DIRECTIONS FOR THIS TASK: Go through the entries below and print each one exactly, leaving out pictures.

INPUT MATERIAL:
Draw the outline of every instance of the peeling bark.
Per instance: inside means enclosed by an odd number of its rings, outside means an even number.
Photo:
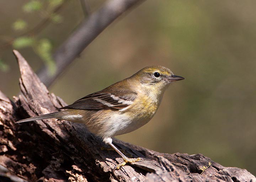
[[[0,164],[28,181],[255,182],[245,169],[224,167],[201,154],[164,154],[114,140],[131,157],[144,162],[112,172],[122,161],[82,124],[54,119],[15,124],[65,106],[50,93],[27,62],[14,51],[22,94],[11,101],[0,91]],[[106,146],[105,146],[106,147]],[[212,164],[202,175],[200,168]]]

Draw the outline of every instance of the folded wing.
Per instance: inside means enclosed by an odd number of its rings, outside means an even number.
[[[59,109],[81,110],[121,109],[133,103],[136,94],[126,95],[125,97],[109,93],[95,92],[76,101],[71,105]]]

FULL RESPONSE:
Draw the outline of every instance of the peeling bark.
Per instance: inside means enclosed by an odd number of its rings, outside means an even number.
Photo:
[[[0,164],[28,181],[255,182],[245,169],[224,167],[201,154],[164,154],[114,140],[131,157],[144,162],[112,172],[122,161],[82,124],[54,119],[15,124],[65,106],[50,93],[27,62],[14,51],[22,94],[11,101],[0,91]],[[106,146],[105,146],[106,147]],[[212,164],[202,175],[200,168]]]

Draw the outline of every instance of the folded wing.
Per instance: inside means enclosed by an odd number of its rings, outside means an even number.
[[[59,109],[81,110],[121,109],[133,103],[136,94],[126,95],[125,97],[109,93],[95,92],[76,101],[71,105]]]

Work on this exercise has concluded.